> _What is required_
Retype every item below character for character, with nothing changed or left out.
--- begin ---
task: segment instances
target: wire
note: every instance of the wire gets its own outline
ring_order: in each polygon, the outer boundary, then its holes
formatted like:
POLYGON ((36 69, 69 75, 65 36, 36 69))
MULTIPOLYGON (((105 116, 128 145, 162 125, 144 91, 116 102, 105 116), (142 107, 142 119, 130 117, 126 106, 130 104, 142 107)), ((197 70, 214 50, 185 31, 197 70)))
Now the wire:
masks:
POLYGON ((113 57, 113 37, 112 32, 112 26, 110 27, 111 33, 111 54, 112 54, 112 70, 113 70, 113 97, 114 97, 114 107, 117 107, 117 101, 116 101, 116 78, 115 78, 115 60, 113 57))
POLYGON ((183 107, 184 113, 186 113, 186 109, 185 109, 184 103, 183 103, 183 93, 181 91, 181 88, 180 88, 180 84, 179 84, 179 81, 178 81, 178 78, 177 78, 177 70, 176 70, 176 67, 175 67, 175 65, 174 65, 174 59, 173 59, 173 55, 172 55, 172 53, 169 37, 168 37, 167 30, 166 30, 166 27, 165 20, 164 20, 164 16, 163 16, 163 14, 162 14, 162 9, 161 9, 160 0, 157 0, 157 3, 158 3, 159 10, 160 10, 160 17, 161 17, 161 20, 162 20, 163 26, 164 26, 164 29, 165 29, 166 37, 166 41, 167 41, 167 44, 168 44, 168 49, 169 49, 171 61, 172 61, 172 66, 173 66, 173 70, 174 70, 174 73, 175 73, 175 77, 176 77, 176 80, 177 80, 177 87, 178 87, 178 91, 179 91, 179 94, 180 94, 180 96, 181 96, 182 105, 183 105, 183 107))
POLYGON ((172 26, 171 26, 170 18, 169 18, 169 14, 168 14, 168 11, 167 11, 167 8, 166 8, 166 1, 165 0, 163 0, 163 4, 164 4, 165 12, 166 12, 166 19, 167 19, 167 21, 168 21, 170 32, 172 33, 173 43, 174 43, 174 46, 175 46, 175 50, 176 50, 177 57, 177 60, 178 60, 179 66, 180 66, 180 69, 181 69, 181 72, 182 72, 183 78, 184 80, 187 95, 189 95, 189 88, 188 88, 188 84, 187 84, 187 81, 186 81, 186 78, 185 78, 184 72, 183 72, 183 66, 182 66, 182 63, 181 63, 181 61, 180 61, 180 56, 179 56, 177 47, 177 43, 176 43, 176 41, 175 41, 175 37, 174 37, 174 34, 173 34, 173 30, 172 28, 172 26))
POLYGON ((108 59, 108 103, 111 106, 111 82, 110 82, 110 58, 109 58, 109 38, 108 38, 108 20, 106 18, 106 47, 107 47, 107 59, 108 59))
--- end ---
> _Solution to this exercise_
task: segment instances
target: wire
note: every instance of the wire gets its own outline
ring_order: in each polygon, the outer boundary, then its holes
formatted like:
POLYGON ((36 69, 69 75, 65 36, 36 69))
MULTIPOLYGON (((105 116, 128 145, 162 125, 144 91, 116 102, 105 116), (142 107, 142 119, 130 117, 126 106, 130 104, 142 107)), ((197 70, 214 50, 185 31, 197 70)))
Now the wire:
masks:
POLYGON ((113 57, 113 37, 112 32, 112 26, 110 27, 111 33, 111 54, 112 54, 112 70, 113 70, 113 97, 114 97, 114 107, 117 107, 117 101, 116 101, 116 78, 115 78, 115 60, 113 57))
POLYGON ((183 107, 184 113, 186 113, 186 109, 185 109, 184 103, 183 103, 183 93, 181 91, 181 88, 180 88, 180 84, 179 84, 179 81, 178 81, 178 78, 177 78, 177 70, 176 70, 176 67, 175 67, 175 65, 174 65, 174 59, 173 59, 173 55, 172 55, 172 53, 169 37, 168 37, 167 30, 166 30, 166 27, 165 20, 164 20, 164 16, 163 16, 163 14, 162 14, 162 9, 161 9, 160 0, 157 0, 157 3, 158 3, 159 10, 160 10, 160 17, 161 17, 161 20, 162 20, 163 26, 164 26, 164 29, 165 29, 166 37, 166 41, 167 41, 167 44, 168 44, 168 49, 169 49, 171 61, 172 61, 172 66, 173 66, 173 70, 174 70, 174 73, 175 73, 175 77, 176 77, 176 80, 177 80, 177 87, 178 87, 178 91, 179 91, 179 94, 180 94, 180 96, 181 96, 182 105, 183 105, 183 107))
POLYGON ((172 26, 171 26, 170 18, 169 18, 169 14, 168 14, 168 11, 167 11, 167 8, 166 8, 166 1, 165 0, 163 0, 163 4, 164 4, 165 12, 166 12, 166 19, 167 19, 167 21, 168 21, 170 32, 172 33, 173 43, 174 43, 174 46, 175 46, 175 50, 176 50, 177 57, 177 60, 178 60, 179 66, 180 66, 180 69, 181 69, 181 72, 182 72, 183 78, 184 80, 187 95, 189 95, 189 88, 188 88, 188 84, 187 84, 187 81, 186 81, 186 78, 185 78, 184 72, 183 72, 183 66, 182 66, 182 63, 181 63, 181 61, 180 61, 180 56, 179 56, 177 47, 177 43, 176 43, 176 41, 175 41, 175 37, 174 37, 174 34, 173 34, 173 30, 172 28, 172 26))
POLYGON ((108 59, 108 103, 111 106, 111 82, 110 82, 110 58, 109 58, 109 38, 108 38, 108 20, 106 18, 106 47, 107 47, 107 59, 108 59))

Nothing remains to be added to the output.